» Information
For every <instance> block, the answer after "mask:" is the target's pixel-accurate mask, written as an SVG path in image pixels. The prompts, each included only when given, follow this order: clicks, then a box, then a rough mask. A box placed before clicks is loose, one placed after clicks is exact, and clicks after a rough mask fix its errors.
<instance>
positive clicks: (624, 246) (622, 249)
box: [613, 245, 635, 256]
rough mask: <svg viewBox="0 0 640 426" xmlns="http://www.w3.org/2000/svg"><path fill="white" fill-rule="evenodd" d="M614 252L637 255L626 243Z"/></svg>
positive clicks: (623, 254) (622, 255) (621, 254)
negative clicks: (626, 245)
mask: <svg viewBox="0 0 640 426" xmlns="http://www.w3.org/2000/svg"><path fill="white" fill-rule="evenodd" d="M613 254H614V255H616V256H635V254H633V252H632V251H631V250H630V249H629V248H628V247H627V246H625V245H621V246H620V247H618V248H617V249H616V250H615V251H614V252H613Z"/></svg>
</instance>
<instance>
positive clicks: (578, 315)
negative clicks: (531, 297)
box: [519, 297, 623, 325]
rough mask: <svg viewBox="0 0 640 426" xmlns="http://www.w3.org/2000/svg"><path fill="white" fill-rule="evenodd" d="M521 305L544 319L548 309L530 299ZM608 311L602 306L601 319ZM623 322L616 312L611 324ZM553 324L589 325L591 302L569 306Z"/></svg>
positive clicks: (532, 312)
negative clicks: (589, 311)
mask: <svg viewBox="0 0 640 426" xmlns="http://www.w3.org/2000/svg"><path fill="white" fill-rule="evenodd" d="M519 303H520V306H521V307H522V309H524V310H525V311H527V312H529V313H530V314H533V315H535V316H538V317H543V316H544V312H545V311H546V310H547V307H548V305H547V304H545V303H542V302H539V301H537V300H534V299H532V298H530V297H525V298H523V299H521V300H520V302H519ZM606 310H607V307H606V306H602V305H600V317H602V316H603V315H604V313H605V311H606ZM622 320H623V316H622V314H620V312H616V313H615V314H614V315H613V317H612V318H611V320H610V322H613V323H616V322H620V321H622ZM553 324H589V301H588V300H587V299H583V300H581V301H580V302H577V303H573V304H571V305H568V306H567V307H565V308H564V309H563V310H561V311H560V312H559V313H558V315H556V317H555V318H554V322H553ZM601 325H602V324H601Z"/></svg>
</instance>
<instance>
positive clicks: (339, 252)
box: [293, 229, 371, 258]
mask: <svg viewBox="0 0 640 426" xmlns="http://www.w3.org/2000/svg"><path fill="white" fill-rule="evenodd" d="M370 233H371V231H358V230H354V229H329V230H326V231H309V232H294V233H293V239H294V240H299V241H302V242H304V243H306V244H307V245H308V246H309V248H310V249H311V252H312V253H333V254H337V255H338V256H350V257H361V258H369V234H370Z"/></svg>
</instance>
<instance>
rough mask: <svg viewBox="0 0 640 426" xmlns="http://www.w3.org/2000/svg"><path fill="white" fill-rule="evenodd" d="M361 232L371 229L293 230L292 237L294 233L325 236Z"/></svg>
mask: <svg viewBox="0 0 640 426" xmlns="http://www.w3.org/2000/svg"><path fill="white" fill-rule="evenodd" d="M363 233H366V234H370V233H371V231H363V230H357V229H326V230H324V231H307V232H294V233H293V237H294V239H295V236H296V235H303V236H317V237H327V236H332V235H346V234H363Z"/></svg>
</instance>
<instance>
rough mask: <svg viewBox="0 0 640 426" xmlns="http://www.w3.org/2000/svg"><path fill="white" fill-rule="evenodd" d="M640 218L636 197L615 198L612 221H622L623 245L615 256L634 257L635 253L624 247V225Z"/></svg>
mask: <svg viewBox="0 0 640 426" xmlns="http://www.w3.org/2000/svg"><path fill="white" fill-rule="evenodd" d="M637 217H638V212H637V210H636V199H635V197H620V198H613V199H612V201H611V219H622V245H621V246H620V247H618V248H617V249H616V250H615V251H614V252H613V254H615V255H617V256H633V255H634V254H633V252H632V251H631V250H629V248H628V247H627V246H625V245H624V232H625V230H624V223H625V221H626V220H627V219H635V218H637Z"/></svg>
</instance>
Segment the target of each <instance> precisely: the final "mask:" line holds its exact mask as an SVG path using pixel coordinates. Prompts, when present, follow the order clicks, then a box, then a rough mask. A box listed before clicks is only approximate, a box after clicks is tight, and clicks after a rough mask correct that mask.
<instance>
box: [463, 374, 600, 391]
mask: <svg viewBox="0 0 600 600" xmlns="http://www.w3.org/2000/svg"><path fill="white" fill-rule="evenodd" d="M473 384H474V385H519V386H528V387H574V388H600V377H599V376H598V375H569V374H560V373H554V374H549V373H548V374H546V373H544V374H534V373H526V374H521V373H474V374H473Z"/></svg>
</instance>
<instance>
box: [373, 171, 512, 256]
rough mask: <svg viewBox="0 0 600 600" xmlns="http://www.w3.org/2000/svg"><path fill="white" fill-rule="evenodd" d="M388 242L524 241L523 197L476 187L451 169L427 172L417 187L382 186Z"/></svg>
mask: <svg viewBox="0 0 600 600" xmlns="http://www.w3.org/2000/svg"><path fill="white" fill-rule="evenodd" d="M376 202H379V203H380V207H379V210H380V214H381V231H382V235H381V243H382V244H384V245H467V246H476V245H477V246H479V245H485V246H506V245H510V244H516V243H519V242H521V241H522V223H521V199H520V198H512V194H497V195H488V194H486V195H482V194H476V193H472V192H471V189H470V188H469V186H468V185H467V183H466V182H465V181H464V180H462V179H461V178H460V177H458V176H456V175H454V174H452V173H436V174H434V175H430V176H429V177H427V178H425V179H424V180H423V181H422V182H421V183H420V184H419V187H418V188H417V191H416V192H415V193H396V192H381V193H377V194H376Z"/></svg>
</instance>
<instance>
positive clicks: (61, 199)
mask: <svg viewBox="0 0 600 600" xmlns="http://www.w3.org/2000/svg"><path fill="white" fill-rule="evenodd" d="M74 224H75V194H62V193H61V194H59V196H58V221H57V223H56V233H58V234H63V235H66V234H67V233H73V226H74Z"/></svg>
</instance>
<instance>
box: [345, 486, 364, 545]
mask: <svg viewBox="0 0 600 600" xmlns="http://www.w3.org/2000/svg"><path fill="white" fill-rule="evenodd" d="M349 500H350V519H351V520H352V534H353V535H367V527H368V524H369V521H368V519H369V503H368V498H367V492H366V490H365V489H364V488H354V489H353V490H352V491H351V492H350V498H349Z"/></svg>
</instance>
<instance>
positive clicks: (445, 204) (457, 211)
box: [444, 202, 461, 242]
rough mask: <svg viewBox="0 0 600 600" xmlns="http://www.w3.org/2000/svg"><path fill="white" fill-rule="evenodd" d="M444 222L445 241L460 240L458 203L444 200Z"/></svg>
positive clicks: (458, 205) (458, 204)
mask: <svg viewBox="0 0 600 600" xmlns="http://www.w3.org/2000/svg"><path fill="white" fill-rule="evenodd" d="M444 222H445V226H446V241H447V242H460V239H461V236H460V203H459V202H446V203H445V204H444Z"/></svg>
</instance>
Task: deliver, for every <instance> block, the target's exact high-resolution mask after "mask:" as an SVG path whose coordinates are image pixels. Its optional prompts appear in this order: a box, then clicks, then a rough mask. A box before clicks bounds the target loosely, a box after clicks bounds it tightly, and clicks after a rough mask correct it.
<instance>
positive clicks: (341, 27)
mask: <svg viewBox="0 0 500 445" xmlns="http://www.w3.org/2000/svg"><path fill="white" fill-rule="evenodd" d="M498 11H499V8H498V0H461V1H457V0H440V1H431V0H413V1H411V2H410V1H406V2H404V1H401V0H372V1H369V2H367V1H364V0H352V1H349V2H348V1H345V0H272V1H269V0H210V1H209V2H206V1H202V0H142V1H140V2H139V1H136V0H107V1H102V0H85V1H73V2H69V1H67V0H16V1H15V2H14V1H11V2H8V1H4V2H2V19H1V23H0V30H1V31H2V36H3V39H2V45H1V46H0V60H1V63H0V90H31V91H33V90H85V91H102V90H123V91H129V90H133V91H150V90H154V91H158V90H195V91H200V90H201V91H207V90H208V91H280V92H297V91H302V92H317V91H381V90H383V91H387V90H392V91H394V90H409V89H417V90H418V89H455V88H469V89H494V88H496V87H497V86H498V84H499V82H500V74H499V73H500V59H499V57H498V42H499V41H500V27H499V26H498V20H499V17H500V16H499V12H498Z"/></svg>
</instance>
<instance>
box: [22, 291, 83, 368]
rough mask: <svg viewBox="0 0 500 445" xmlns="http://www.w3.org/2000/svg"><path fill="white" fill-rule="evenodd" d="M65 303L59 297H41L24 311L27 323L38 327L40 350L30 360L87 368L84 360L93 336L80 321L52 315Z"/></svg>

» Work request
Output exactly the lines of the records from the first through the one bearing "positive clicks: (339, 252)", both ends included.

» Solution
For every <instance> block, the answer after "mask:" is the target's pixel-accurate mask, written as an SVG path in image pixels. The prompts, each included only when given, follow this order: clicks, then a box, then a rough mask. A box placed before clicks is loose, one placed after clicks is exact, and clicks after a rough mask fix its errors.
<instance>
positive clicks: (624, 246) (622, 249)
box: [613, 245, 635, 256]
rough mask: <svg viewBox="0 0 640 426" xmlns="http://www.w3.org/2000/svg"><path fill="white" fill-rule="evenodd" d="M614 252L637 255L626 243Z"/></svg>
positive clicks: (623, 254) (622, 255) (621, 254)
negative clicks: (626, 245)
mask: <svg viewBox="0 0 640 426" xmlns="http://www.w3.org/2000/svg"><path fill="white" fill-rule="evenodd" d="M613 254H614V255H616V256H635V254H633V252H632V251H631V250H630V249H629V248H628V247H627V246H625V245H621V246H620V247H618V248H617V249H616V250H615V251H614V252H613Z"/></svg>
</instance>
<instance>
positive clicks: (578, 315)
negative clicks: (531, 297)
box: [519, 297, 623, 325]
rough mask: <svg viewBox="0 0 640 426" xmlns="http://www.w3.org/2000/svg"><path fill="white" fill-rule="evenodd" d="M521 305L544 319L548 309L530 299ZM608 311L602 306L601 319ZM623 322L616 312L611 324ZM553 324L589 325L591 302L569 306Z"/></svg>
positive clicks: (532, 312)
negative clicks: (589, 311)
mask: <svg viewBox="0 0 640 426" xmlns="http://www.w3.org/2000/svg"><path fill="white" fill-rule="evenodd" d="M519 303H520V306H521V307H522V309H524V310H525V311H527V312H529V313H530V314H533V315H535V316H538V317H543V316H544V312H545V311H546V310H547V307H548V305H547V304H545V303H542V302H539V301H537V300H534V299H532V298H530V297H525V298H523V299H521V300H520V302H519ZM606 310H607V307H606V306H602V305H600V317H602V316H603V315H604V313H605V311H606ZM622 320H623V316H622V314H620V312H616V313H615V314H614V315H613V317H612V318H611V320H610V322H613V323H616V322H620V321H622ZM553 324H589V301H588V300H587V299H583V300H581V301H580V302H577V303H573V304H571V305H568V306H567V307H565V308H564V309H563V310H561V311H560V312H559V313H558V315H556V317H555V318H554V322H553ZM601 325H602V324H601Z"/></svg>
</instance>
<instance>
positive clicks: (339, 252)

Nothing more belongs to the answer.